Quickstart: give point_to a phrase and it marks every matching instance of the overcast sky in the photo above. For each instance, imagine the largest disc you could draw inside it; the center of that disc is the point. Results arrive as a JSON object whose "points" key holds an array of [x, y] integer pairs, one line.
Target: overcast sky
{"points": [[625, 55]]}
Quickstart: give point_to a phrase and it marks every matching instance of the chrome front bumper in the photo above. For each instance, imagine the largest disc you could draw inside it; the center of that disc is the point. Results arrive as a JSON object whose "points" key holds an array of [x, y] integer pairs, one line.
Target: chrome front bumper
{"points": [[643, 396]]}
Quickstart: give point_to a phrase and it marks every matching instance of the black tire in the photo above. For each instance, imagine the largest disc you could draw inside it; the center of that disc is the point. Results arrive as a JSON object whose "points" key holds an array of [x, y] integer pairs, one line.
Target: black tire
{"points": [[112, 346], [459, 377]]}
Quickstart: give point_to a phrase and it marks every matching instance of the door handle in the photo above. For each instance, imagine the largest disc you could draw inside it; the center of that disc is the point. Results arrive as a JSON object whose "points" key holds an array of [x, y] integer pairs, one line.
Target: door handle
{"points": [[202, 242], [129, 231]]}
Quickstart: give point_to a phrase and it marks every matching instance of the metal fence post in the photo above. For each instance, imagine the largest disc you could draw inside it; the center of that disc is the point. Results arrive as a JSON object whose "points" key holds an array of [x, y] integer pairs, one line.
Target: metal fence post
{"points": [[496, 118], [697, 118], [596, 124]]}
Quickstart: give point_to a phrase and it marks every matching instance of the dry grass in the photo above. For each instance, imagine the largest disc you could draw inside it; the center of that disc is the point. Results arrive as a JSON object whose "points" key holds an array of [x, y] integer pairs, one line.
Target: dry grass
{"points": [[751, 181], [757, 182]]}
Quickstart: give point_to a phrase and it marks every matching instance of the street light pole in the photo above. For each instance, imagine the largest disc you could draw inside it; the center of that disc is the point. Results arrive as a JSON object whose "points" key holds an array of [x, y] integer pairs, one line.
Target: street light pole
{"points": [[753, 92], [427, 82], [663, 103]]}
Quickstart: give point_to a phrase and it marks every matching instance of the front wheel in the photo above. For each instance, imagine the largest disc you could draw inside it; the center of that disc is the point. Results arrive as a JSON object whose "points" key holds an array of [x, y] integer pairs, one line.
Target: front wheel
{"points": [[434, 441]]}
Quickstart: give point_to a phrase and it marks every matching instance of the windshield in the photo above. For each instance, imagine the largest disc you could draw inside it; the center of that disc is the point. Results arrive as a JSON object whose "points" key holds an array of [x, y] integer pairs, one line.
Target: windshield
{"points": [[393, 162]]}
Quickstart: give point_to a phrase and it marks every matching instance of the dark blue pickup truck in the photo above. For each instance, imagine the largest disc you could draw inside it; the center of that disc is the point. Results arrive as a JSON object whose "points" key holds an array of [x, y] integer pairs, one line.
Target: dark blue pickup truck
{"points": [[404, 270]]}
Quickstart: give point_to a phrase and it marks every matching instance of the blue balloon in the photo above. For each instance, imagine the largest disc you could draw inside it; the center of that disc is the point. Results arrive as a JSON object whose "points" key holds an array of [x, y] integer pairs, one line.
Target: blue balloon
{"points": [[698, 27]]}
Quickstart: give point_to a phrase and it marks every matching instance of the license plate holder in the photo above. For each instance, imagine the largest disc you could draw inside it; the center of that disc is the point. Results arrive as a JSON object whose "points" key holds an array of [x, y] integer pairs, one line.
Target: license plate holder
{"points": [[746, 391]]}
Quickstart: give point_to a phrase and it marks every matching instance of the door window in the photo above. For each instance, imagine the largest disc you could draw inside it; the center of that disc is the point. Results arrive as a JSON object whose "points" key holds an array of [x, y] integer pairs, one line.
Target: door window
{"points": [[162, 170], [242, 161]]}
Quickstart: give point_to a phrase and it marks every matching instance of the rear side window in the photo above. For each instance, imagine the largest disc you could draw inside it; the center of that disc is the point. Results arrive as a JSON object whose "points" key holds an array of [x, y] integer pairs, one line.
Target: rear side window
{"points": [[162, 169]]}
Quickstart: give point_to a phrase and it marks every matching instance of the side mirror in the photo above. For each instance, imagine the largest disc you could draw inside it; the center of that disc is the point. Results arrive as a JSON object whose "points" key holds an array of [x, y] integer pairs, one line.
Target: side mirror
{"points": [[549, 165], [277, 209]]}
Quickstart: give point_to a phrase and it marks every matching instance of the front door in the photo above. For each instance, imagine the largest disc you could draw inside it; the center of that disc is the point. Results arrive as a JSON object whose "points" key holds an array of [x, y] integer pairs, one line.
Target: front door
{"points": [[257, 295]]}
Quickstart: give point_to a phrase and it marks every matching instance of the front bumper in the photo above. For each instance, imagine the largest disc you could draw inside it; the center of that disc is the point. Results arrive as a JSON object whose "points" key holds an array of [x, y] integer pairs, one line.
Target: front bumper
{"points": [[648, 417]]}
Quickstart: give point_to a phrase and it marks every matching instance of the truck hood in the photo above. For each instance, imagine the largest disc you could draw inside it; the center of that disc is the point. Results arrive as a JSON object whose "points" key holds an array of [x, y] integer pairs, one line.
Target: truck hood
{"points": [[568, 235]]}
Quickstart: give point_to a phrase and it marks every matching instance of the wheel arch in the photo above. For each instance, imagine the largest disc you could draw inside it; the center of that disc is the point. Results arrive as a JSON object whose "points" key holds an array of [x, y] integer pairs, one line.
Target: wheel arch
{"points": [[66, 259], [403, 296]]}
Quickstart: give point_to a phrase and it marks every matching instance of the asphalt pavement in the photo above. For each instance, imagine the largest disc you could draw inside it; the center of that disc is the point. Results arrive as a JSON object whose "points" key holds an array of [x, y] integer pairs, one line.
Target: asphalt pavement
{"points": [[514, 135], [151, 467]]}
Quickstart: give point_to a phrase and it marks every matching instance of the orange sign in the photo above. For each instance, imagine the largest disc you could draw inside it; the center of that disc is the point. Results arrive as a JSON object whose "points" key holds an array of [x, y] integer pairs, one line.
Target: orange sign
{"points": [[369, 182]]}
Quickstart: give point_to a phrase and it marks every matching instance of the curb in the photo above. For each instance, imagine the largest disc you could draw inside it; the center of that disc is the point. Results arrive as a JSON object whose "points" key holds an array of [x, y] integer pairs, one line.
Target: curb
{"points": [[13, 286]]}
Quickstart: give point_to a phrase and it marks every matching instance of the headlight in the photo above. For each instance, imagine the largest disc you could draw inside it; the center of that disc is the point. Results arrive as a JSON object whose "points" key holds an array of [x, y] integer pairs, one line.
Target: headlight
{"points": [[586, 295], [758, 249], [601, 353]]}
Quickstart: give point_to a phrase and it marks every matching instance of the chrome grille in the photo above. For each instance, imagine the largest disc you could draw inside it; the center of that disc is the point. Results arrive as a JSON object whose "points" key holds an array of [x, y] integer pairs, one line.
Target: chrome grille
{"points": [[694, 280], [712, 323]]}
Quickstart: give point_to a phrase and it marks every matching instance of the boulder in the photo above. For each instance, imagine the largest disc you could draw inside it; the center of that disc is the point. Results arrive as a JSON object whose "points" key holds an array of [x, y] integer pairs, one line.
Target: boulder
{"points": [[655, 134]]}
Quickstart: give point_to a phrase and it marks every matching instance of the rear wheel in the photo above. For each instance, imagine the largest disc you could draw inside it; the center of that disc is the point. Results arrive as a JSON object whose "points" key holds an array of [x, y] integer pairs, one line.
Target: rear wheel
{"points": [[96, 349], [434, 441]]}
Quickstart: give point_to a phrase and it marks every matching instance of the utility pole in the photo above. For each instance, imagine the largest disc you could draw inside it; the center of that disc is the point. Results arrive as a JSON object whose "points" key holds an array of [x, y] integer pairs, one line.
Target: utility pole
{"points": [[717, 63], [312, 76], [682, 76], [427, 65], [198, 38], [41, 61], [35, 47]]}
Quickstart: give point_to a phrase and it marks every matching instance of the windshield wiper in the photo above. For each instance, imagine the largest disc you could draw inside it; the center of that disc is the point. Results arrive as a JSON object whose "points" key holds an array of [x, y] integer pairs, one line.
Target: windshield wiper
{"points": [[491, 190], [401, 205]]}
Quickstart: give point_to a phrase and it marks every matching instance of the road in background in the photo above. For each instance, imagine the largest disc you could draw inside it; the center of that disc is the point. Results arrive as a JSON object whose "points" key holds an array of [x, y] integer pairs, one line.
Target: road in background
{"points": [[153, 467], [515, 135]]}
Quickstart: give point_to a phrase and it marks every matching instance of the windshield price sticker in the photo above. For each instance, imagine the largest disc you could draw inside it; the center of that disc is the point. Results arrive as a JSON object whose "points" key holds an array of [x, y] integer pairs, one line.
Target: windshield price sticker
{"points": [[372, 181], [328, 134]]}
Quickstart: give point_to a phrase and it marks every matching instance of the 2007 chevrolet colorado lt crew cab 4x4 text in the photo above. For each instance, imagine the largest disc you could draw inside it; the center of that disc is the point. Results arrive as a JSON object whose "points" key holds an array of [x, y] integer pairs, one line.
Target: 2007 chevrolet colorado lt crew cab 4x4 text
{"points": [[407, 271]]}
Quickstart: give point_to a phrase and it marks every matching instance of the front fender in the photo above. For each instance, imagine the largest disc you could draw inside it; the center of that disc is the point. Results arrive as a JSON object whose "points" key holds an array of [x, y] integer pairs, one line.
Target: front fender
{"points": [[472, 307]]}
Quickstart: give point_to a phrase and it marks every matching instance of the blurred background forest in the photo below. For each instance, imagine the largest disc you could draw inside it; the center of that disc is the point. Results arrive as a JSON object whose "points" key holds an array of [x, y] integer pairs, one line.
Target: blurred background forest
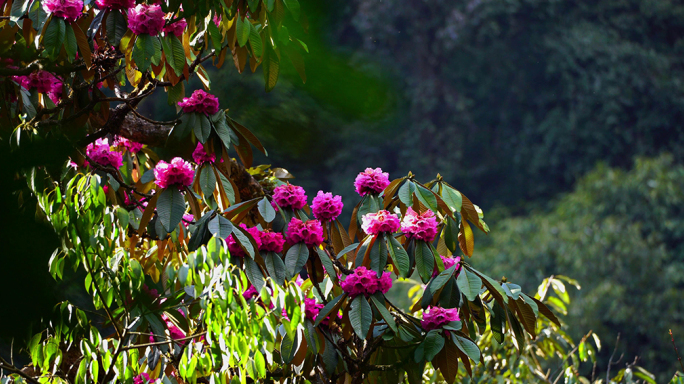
{"points": [[561, 119]]}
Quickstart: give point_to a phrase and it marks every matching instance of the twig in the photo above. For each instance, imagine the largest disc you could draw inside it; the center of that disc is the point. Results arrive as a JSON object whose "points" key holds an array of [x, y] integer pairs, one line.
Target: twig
{"points": [[677, 352]]}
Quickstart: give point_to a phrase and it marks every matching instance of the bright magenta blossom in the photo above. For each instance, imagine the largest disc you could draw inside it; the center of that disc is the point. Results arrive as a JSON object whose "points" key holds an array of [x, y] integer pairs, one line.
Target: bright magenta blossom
{"points": [[115, 4], [100, 153], [382, 221], [366, 282], [436, 317], [371, 181], [311, 232], [419, 226], [177, 28], [289, 196], [44, 82], [326, 207], [448, 263], [131, 146], [67, 9], [178, 173], [146, 19], [234, 246], [201, 156], [272, 242], [200, 102]]}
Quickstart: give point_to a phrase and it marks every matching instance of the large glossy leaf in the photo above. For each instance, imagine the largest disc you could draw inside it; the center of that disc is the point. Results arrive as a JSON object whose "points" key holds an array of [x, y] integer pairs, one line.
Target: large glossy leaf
{"points": [[469, 283], [360, 316], [170, 208], [296, 258], [399, 256]]}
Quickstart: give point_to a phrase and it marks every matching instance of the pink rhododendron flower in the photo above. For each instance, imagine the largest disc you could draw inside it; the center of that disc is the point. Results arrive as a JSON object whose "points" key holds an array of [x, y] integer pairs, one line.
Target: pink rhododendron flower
{"points": [[44, 82], [130, 145], [366, 282], [142, 378], [115, 4], [178, 173], [448, 263], [234, 246], [146, 19], [177, 28], [371, 181], [201, 156], [100, 153], [436, 317], [420, 226], [289, 196], [381, 221], [311, 308], [67, 9], [272, 242], [250, 292], [310, 232], [326, 207], [200, 102]]}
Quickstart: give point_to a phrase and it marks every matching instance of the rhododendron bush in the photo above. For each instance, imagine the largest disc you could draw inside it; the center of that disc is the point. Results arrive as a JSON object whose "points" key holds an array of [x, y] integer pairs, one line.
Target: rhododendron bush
{"points": [[201, 266]]}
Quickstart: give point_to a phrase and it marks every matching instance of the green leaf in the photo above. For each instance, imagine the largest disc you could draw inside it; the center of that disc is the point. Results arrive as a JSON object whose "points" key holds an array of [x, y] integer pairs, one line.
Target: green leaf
{"points": [[220, 226], [242, 30], [325, 312], [255, 41], [175, 54], [452, 198], [70, 44], [469, 283], [406, 193], [116, 27], [379, 303], [441, 279], [295, 258], [293, 7], [327, 263], [425, 260], [360, 316], [54, 37], [170, 208], [467, 346], [275, 267], [207, 180], [426, 197], [266, 210], [203, 129]]}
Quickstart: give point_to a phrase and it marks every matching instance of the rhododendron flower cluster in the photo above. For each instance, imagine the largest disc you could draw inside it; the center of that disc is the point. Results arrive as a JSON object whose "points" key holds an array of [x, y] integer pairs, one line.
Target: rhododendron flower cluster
{"points": [[201, 156], [325, 207], [310, 232], [44, 82], [289, 196], [448, 263], [177, 28], [147, 19], [419, 226], [130, 145], [178, 173], [67, 9], [115, 4], [436, 317], [371, 181], [100, 153], [381, 221], [200, 102], [272, 242], [366, 282], [234, 246], [142, 378]]}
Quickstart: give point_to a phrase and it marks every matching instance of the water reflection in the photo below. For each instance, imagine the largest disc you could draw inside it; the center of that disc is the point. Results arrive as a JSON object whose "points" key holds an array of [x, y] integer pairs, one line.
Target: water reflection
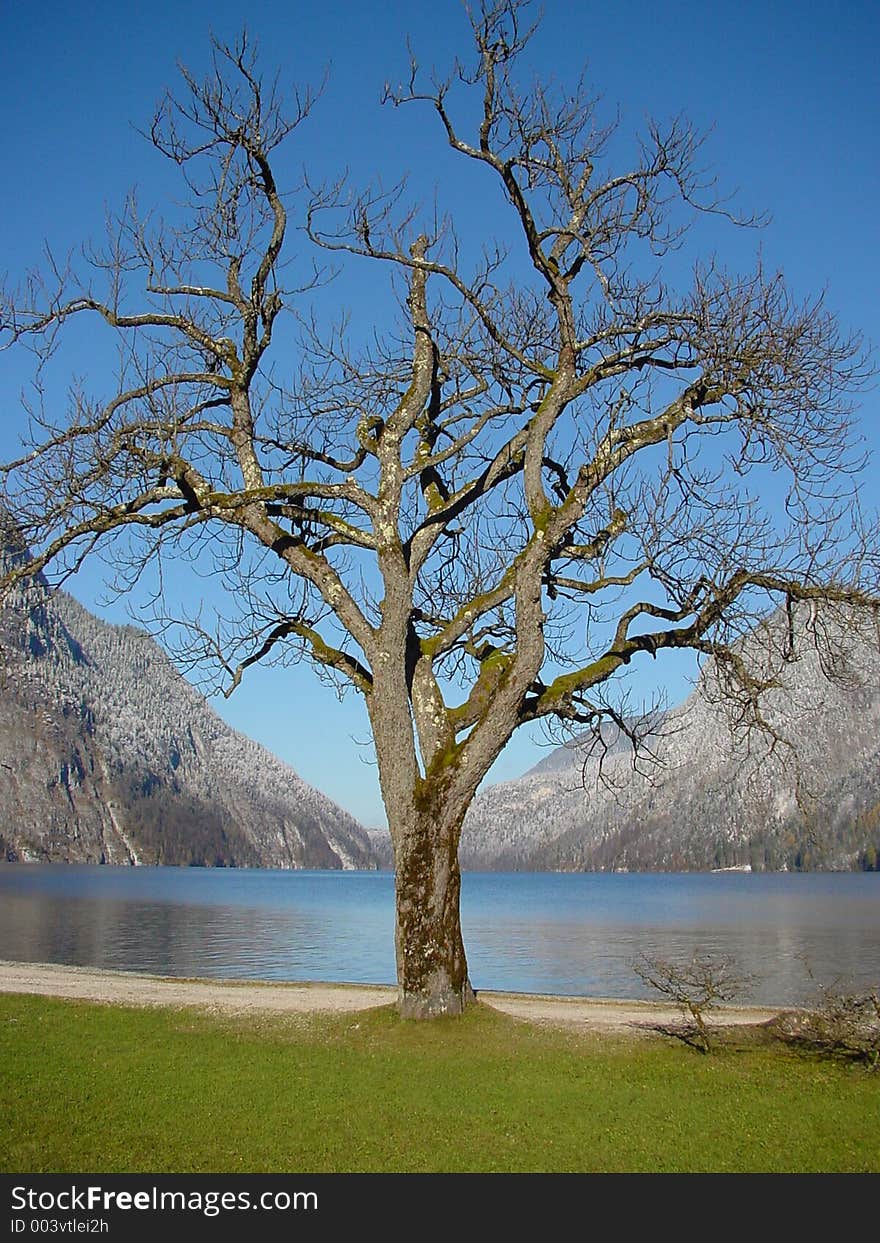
{"points": [[554, 934]]}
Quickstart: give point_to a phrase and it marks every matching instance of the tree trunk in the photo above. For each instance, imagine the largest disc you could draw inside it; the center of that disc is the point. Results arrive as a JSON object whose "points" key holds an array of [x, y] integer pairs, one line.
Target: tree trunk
{"points": [[430, 952]]}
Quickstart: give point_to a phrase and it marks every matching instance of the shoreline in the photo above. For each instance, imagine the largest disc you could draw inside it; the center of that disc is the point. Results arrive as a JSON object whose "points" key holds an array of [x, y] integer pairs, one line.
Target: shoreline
{"points": [[306, 997]]}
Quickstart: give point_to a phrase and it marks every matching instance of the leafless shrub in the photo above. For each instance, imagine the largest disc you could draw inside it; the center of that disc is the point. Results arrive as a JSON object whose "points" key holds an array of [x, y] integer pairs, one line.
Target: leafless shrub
{"points": [[843, 1024], [696, 987]]}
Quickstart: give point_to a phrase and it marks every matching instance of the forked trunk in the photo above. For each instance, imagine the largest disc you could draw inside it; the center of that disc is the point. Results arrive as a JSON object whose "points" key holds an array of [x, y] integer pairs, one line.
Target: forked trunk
{"points": [[430, 952]]}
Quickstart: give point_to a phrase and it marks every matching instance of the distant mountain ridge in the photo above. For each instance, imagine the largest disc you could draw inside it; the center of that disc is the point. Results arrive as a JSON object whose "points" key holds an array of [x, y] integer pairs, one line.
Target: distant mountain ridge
{"points": [[711, 799], [108, 755]]}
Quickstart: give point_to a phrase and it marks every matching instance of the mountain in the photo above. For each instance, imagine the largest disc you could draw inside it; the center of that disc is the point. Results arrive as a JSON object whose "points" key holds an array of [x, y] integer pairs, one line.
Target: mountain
{"points": [[107, 755], [706, 796]]}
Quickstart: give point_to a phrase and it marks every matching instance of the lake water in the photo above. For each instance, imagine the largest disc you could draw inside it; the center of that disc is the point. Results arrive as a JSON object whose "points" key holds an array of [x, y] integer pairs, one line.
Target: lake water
{"points": [[573, 934]]}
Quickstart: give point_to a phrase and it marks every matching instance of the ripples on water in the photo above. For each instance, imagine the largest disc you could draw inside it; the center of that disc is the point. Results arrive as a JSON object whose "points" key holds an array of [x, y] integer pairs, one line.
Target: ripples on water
{"points": [[573, 934]]}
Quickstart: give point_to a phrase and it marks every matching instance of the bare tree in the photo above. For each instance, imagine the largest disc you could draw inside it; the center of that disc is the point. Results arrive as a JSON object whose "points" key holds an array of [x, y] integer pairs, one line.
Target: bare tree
{"points": [[550, 466], [696, 986]]}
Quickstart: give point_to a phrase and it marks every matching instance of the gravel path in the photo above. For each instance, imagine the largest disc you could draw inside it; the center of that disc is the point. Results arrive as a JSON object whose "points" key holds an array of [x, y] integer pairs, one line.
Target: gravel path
{"points": [[131, 988]]}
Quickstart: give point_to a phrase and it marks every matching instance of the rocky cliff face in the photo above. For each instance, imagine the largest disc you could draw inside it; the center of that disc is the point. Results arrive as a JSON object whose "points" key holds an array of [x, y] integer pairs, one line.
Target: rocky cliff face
{"points": [[711, 798], [108, 755]]}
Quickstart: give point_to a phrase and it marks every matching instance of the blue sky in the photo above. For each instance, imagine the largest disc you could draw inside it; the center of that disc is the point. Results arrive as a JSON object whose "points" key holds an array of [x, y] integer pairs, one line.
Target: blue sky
{"points": [[791, 91]]}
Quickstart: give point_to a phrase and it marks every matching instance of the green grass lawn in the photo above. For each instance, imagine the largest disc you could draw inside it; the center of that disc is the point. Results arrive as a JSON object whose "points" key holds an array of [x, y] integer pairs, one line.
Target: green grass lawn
{"points": [[92, 1088]]}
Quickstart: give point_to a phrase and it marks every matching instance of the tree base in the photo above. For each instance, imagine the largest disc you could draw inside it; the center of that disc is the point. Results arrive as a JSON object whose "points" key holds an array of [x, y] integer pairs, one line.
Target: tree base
{"points": [[435, 1002]]}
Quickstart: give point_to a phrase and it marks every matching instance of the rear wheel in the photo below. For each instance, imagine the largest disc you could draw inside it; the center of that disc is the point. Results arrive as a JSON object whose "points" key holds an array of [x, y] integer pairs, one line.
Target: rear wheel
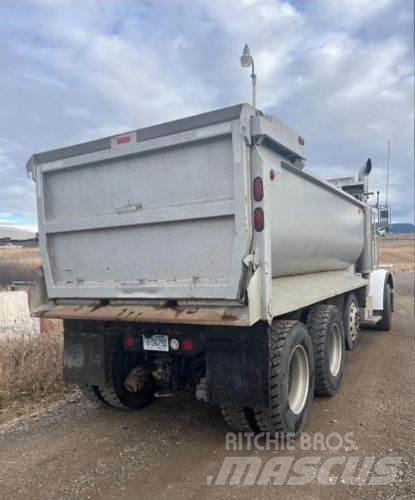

▸ **Directive**
Put the lines of the items above, from the line holding "the front fender" through the line holding "Target: front fender", inclusive, into a Markdown table with the columns Row and Line. Include only those lines and skip any blank ones.

▸ **Response to this task**
| Row | Line |
|---|---|
| 1 | Quickstart: give point_to a phrase and it marks every matching instance of the front fender in the photo above. For each instance, imagine the largest disc you could draw inside it; the center of that disc is the point. Results arrive as a JSON object whose "points" key holds an array of [x, y] integer pairs, one line. |
| 2 | Target: front fender |